Wilkinson added, controversially, that the certificate “mis-issuance” incidents at the heart of Google and Mozilla’s concerns (as expressed robustly to it via industry forums) had stemmed from “misinterpretation we made of CA/Browser Forum compliance requirements.” 

Several public bug reports visible via CA/B forums show Entrust’s own staff admitting to “human error, and insufficient process governance” as the cause of mis-issuance incidents as well as acknowledging that they failed to notify Apple and Microsoft Root Program teams of incidents.

See also: Could Chrome be a real security weapon for defenders? A new $6/user proposition has potential...

Entrust has now “made changes in our organization, processes, and policies. For example, we have moved the CA product compliance team into our global compliance and operations teams to fully leverage the more robust capabilities of this larger organization” Wilkinson wrote.

“We have instituted a cross-functional change control board and a technical change review board to catch similar issues in the future. 

“We are accelerating R&D for TLS certificate compliance and automation-related work while also improving the tracking of our public commitments and revising our public incident response practices to ensure such issues do not occur again,” the CEO wrote early this week. (Blog. FAQs)

“We respectfully ask for your patience as we work to ensure that you have no disruptions to the service you have come to expect from Entrust.”

Privately held Entrust reports revenues of close to $1 billion annually and approximately 10,000 customers globally including banks and governments. It is among the world’s largest digital certificate providers and also offers identity and cryptographic key management software.

Tomas Gustavsson, Chief PKI Officer, Keyfactor, commented: "Google's decision... will inevitably create many downstream effects on the system of trust that we rely on to do business online. It highlights the need for organization's to embrace CA and crypto-agility. Even the best CAs can and have fallen victim to human error. There is always the risk that a bad batch of certificates will be revoked or a CA will be removed from web browser trust stores. To ensure business continuity and avoid security risks, organizations need the agility to identify and replace certificates issued from one CA to another."

He added: "We recommend that IT and security leaders carefully evaluate their PKI and certificate landscape. While unfortunate, businesses will need to act quickly to identify and replace affected certificates, and this cannot be done manually. It is a wake up call for organizations that digital trust isn't static, it's always under threat, and the only way to remain resilient is by ensuring you have full visibility of all certificates, automated processes to handle management and remediation, and most importantly, the flexibility to add, migrate, or switch CAs, without disruption to business operations."

● Task requirements:
Reproduce word for word the stretch of the Entrust article from "Several public bug" through "in the future.".

Excerpts from segmentation records
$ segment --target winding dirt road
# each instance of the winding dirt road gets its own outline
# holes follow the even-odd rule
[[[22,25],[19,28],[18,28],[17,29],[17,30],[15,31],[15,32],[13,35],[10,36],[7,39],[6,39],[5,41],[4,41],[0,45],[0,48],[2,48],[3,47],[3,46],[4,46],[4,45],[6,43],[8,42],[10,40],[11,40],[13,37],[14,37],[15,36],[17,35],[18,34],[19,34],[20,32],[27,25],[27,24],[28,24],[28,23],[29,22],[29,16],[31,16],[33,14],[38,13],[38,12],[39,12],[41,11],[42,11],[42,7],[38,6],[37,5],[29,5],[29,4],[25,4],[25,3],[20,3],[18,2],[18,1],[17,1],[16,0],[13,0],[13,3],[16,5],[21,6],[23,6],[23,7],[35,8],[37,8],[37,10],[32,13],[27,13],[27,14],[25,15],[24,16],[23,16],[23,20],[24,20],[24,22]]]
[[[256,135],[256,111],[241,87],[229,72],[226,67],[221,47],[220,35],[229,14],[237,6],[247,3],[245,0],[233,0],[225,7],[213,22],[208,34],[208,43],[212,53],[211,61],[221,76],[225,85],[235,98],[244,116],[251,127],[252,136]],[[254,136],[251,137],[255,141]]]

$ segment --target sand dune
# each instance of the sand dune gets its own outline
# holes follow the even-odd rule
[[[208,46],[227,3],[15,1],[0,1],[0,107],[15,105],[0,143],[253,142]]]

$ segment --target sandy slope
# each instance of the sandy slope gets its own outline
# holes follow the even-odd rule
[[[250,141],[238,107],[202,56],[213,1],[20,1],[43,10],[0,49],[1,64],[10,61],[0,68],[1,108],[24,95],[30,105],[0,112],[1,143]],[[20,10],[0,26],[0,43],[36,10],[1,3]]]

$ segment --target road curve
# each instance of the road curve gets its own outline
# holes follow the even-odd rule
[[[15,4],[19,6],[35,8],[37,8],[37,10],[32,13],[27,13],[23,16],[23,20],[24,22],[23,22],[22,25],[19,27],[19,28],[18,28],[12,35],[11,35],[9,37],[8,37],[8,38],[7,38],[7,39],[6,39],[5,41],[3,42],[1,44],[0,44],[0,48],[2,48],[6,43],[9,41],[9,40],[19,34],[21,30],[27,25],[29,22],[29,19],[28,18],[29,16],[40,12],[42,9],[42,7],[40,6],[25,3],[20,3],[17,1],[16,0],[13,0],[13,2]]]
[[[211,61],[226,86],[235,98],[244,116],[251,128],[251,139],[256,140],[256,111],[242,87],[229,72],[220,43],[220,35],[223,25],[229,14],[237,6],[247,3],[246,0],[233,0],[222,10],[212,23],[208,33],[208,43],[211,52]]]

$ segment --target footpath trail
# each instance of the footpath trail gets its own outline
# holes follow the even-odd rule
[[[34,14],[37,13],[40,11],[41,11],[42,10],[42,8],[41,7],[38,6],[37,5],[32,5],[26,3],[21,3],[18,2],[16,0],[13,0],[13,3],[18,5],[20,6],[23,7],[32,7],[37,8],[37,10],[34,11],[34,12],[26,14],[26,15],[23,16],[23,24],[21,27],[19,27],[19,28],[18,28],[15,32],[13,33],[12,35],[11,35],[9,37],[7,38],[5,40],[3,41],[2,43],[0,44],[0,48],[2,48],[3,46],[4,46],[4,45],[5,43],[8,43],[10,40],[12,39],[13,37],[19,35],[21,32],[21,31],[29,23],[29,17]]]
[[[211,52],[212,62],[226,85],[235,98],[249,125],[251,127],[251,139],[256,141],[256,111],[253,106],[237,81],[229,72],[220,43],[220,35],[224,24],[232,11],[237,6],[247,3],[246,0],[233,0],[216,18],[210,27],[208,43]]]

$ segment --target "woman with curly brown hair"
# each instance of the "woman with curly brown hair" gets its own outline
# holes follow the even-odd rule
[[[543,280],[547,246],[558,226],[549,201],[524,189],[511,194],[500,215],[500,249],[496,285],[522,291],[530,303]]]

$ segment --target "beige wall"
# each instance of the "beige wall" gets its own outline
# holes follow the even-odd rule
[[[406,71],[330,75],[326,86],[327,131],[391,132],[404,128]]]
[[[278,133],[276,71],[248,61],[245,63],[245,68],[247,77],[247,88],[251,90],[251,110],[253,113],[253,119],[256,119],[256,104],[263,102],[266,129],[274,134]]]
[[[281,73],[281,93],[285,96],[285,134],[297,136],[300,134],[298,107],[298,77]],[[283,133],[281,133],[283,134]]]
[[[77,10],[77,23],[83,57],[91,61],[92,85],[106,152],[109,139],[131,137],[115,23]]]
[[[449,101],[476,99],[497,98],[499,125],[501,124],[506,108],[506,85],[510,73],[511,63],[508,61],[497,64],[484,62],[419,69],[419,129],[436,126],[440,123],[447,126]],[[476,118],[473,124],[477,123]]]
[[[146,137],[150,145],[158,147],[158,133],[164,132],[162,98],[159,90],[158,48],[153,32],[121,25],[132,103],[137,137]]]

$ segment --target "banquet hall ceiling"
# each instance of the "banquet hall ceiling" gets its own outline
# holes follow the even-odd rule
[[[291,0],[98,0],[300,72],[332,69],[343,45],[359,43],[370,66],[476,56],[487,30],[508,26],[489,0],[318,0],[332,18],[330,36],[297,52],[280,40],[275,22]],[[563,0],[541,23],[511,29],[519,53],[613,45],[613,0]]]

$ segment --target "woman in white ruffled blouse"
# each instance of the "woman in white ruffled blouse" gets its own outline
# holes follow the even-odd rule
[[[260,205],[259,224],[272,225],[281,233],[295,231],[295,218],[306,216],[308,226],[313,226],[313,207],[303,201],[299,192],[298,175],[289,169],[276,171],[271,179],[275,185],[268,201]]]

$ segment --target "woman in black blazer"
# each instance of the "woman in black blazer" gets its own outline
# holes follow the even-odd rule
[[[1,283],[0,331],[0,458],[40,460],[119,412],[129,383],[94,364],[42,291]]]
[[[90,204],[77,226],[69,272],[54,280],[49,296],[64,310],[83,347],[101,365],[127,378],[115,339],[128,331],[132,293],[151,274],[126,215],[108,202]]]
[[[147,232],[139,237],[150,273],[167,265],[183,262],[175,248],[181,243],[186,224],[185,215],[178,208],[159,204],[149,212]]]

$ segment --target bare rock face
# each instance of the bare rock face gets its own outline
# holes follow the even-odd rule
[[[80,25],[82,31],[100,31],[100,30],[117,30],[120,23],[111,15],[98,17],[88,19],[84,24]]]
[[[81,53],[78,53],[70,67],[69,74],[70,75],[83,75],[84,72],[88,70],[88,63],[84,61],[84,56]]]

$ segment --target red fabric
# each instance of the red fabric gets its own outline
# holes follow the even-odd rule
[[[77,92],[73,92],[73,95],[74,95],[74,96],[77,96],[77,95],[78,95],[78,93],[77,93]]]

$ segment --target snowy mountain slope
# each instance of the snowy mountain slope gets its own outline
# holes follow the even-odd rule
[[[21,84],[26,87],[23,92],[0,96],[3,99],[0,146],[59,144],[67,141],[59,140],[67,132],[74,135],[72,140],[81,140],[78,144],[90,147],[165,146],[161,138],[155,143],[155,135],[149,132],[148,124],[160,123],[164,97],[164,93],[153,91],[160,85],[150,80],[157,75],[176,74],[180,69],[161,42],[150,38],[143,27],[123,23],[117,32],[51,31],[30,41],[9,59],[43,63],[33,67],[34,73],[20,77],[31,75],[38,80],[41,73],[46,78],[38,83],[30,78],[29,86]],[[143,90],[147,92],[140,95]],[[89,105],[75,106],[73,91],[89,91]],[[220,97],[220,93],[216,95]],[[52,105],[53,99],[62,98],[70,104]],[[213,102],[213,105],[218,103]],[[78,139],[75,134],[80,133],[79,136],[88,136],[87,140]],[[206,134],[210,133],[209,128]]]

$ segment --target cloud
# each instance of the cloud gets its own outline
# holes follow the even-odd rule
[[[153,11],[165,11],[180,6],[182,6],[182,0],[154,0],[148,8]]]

● Result of this task:
Several public bug reports visible via CA/B forums show Entrust’s own staff admitting to “human error, and insufficient process governance” as the cause of mis-issuance incidents as well as acknowledging that they failed to notify Apple and Microsoft Root Program teams of incidents.

See also: Could Chrome be a real security weapon for defenders? A new $6/user proposition has potential...

Entrust has now “made changes in our organization, processes, and policies. For example, we have moved the CA product compliance team into our global compliance and operations teams to fully leverage the more robust capabilities of this larger organization” Wilkinson wrote.

“We have instituted a cross-functional change control board and a technical change review board to catch similar issues in the future.